> [Request]
Show each line from the rows below that contains the string "query", treating uppercase and lowercase as different.

> [Material shown]

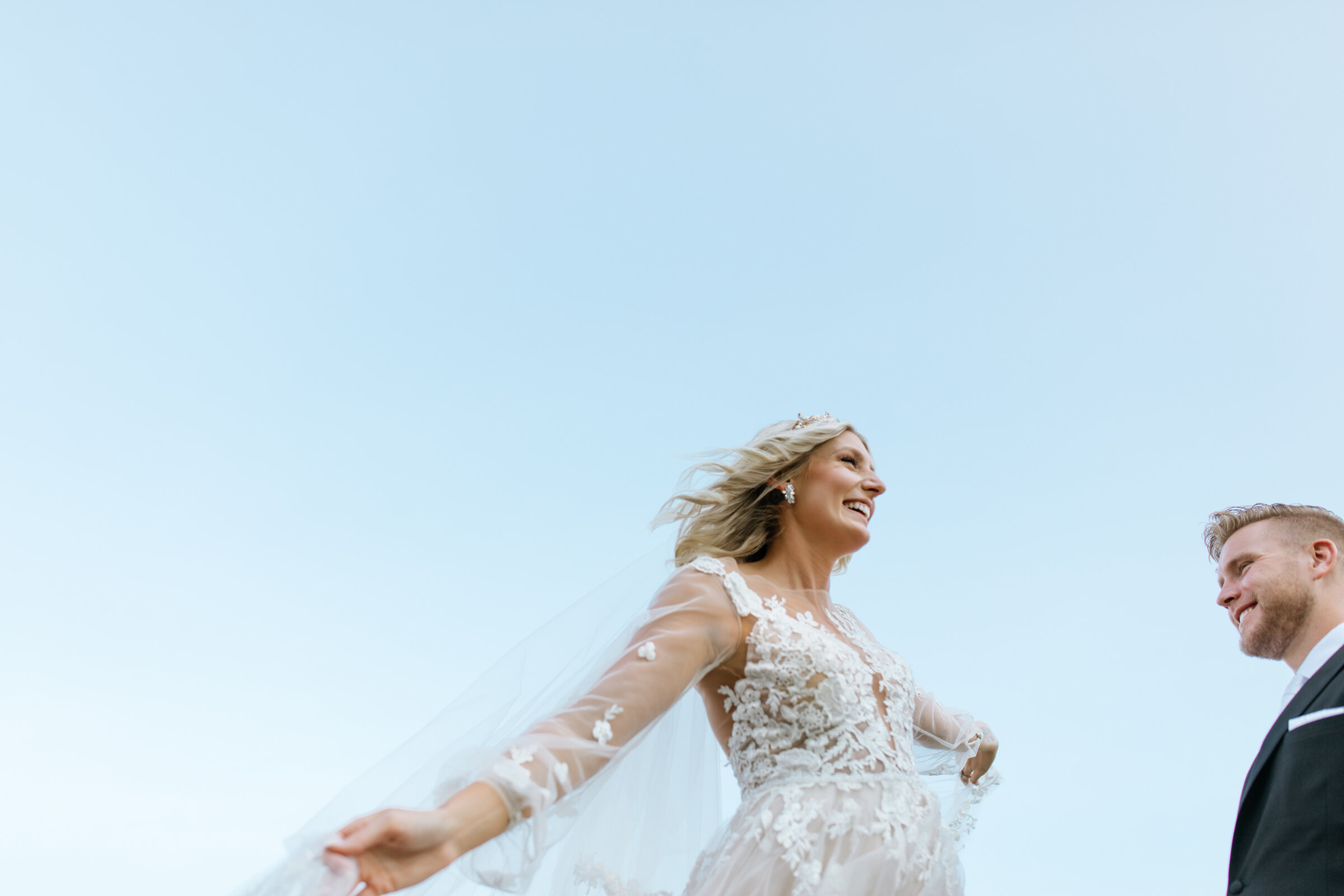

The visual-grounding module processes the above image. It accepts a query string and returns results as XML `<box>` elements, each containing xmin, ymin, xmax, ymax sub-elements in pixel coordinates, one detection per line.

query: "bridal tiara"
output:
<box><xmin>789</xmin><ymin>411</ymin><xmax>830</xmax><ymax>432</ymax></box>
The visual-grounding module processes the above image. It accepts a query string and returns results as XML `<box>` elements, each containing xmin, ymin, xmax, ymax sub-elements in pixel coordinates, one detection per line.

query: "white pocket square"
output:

> [Exercise output]
The visual-grounding module processes the above image. It accepts a query string and returns results as XML `<box>` elements, each containing xmin, ymin, xmax, ymax sub-elements in pixel coordinates, one detection per line.
query: "bridal tiara"
The visual-grounding module processes the above image. It accepts a query string and returns results as XML `<box>` elements, each containing xmin, ymin, xmax, ymax sub-elements in pixel coordinates, one detection per line.
query: "white pocket square"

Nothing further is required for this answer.